***** Source extract

I've got a Hurco and the machine is great. (when it works, see http://www.hobby-machinist.com/show...he-Hurco-that-s-quot-ready-to-make-parts-quot)


Machine has plenty of mass, hog lots of chips and is made with quality parts but in my case the electronics are 30+ years old and starting to show it.  I'm planning a retro but if I had known I needed to do one I would have offered lees to purchase or perhaps even walked.  Once I get it working again I'll be very pleased with it but something for you to consider too is the possibility of having to do a retro some day.


----------



## alloy (Jan 18, 2015)

That is a saga alright.  I hope you get it all sorted out.

Have you decided on which  retrofit kit to go with?  As I recall Jim doesn't seem to like the Mach upgrade very well I don't think.  I haven't looked into the different kits much yet.

I guess if I do get a CNC mill my plan would be to retrofit it before I start making parts for people that depend on me for on time deliveries.  At work we are on overtime now in the shop. First time in 3 years we have done that. The owner told us if we don't have the product our customers will go elsewhere, and it would be very hard to win their business back. I completely agree with his thinking and this is big in my decision to retrofit first.  

I added a subscription to your thread. I will be watching to see what you end up doing.


----------



## JimDawson (Jan 18, 2015)

alloy said:


> Have you decided on which  retrofit kit to go with?  As I recall Jim doesn't seem to like the Mach upgrade very well I don't think.
> 
> I guess if I do get a CNC mill my plan would be to retrofit it before I start making parts for people that depend on me for on time deliveries.



I might change my mind on Mach3 if using closed loop steppers.  We'll see how the new Mach4 works out.  I would also be happy to give you my control software, but there are some down sides to that in that it is not exactly industry standard and requires it's own post processor.  I could make it compatible with the Fanuc post but I have been too lazy to do it.  It does have a lot of nice features the make it more user friendly.

I highly recommend NOT doing what I did:  I did my retrofit right in the middle of a production run when my old Anilam controller failed.  I never took the fixture off of the table and did the change over in a day and a half.  But I'm crazy like that.:nuts:

When you do get a machine, you are welcome to drop it at my shop, and I'll help you do the conversion here.


----------



## bloomingtonmike (Jan 29, 2015)

That machine looks very similar to my Millport 1050. I did a ajax centroid allinonedc retrofit. It is not cheap but I really like it. With the centroid mpg you can easily control all the axis like it was manual. I was unsure of why folks said the Z was difficult with a conversion.


----------



## JimDawson (Jan 30, 2015)

bloomingtonmike said:


> I was unsure of why folks said the Z was difficult with a conversion.

**********

# Set exercise 1
Report every line of the entries below that contains the string "chain", copying each line in full.

***** Source records

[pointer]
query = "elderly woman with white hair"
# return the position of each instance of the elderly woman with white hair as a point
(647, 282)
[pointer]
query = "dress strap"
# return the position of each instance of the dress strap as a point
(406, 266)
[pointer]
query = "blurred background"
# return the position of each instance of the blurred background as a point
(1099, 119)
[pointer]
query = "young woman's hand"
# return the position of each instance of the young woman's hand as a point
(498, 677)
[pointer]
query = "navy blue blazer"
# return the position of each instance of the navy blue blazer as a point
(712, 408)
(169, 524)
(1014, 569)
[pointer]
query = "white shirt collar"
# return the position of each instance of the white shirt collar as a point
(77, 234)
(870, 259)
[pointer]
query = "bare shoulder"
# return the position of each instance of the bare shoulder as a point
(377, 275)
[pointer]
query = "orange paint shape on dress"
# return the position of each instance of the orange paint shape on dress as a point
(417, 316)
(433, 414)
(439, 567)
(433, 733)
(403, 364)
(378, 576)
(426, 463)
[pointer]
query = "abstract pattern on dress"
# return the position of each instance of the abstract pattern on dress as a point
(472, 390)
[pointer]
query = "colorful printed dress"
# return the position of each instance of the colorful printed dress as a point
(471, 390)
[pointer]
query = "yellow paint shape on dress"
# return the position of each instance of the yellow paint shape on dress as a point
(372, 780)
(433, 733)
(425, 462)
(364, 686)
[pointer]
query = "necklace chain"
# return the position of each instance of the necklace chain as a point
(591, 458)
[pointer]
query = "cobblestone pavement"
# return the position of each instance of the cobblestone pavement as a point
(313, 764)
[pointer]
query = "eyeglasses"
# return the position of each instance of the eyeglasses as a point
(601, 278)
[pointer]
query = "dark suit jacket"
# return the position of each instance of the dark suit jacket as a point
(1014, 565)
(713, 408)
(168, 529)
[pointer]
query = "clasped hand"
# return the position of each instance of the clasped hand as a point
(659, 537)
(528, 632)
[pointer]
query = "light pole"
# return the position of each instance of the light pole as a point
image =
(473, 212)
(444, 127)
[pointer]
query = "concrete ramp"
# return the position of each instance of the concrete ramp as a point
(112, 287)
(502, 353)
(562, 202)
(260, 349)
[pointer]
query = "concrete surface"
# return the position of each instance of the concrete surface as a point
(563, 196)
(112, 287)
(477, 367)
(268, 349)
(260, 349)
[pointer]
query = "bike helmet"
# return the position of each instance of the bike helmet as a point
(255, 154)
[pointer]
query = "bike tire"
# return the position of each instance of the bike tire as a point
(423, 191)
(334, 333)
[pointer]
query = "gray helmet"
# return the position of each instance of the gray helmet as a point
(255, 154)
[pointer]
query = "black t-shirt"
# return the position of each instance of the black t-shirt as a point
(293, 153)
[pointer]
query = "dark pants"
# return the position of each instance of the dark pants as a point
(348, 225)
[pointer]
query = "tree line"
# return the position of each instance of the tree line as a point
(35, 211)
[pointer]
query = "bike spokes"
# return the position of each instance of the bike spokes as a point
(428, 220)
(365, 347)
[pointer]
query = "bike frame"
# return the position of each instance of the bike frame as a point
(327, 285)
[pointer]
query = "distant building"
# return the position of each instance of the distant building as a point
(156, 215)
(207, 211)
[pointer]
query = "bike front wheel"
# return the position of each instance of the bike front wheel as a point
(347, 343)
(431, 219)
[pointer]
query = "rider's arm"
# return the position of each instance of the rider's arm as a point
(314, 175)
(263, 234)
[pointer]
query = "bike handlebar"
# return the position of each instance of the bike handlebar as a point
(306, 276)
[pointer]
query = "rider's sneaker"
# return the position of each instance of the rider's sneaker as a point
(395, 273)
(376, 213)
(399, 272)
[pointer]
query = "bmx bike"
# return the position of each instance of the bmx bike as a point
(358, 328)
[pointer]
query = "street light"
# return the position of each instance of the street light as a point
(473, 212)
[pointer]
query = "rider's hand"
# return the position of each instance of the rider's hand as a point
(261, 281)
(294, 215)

**********

# Set exercise 2
Go on with the forum thread about retrofitting CNC mills from the point where it stops.

# Expected output 1
query = "necklace chain"
# return the position of each instance of the necklace chain as a point

# Expected output 2
The normal way of driving the quill is with a ball screw that replaces the quill stop screw and the assembly covers the entire front of the head.  The only reason the Z was a bit tricky on mine is that I wanted to maintain full manual operation of the mill, with a quick change over.  My quill stop hardware was not disturbed and is fully functional for manual operation.

There is one Z-axis conversion kit, from a fellow in Arizona,  that that allows you to disengage the ball screw from the quill, but you have to remove the cover, then remove the attaching screws.  I designed mine to be able to disengage the quill from the drive by shifting a lever.  I can switch between manual and auto in about 10 seconds.  I have the option of switching from full manual, 2 axis CNC, or 3 axis CNC in a matter of seconds, and can do it at any point in the operation.  Very handy for the type of work that I do.


----------



## alloy (Jan 30, 2015)

I would like a CNC mill that was full 3 axis and had the capability of going manual, but it doesn't look like that is very practical for me.  My space it at a premium, and I'd like to sell my manual if I get a CNC, but if the CNC goes down  I'm out of business for my transmission conversions.  So I'll have to find a way to have two mills in my garage somehow.


I have been looking at his mill.  He's not far from me and the mill uses Universal 200 Quick Switch holders and I have a lot of those here.  I like that it has a new retrofit on the control.    

http://www.ebay.com/itm/231451210923?_trksid=p2055119.m1438.l2648&ssPageName=STRK:MEBIDX:IT


----------



## JimDawson (Jan 31, 2015)

Keep looking, you'll find one.  I just kind of tripped over mine.  The other option is to just convert a standard machine, a lot of those around.  Find a good deal and then just do the change over time, then when you get it done, sell your other one.  The offer to do the CNC conversion in my shop is still open.


----------



## alloy (Jan 31, 2015)

Jim,

Something may have just come up actually.  I just may be taking you up on your offer soon 

Check your inbox in a few.


----------



## bloomingtonmike (Feb 1, 2015)

You guys mean a full conversion of a manual mill not a retrofit of a cnc mill which is what I did. Sorry for not thinking that through. Mine was an "easy" conversion as the machine was a cnc machine already in 1987.

Mikie






JimDawson said:


> The normal way of driving the quill is with a ball screw that replaces the quill stop screw and the assembly covers the entire front of the head.  The only reason the Z was a bit tricky on mine is that I wanted to maintain full manual operation of the mill, with a quick change over.  My quill stop hardware was not disturbed and is fully functional for manual operation.
> 
> There is one Z-axis conversion kit, from a fellow in Arizona,  that that allows you to disengage the ball screw from the quill, but you have to remove the cover, then remove the attaching screws.  I designed mine to be able to disengage the quill from the drive by shifting a lever.  I can switch between manual and auto in about 10 seconds.  I have the option of switching from full manual, 2 axis CNC, or 3 axis CNC in a matter of seconds, and can do it at any point in the operation.  Very handy for the type of work that I do.


----------



## JimDawson (Feb 1, 2015)

bloomingtonmike said:


> You guys mean a full conversion of a manual mill not a retrofit of a cnc mill which is what I did. Sorry for not thinking that through. Mine was an "easy" conversion as the machine was a cnc machine already in 1987.
> 
> Mikie




Nice machine!  

Here is a write up of what I did for my Z-Axis.  It holds 0.0001 consistently.  I am not aware of this ever being done like this before.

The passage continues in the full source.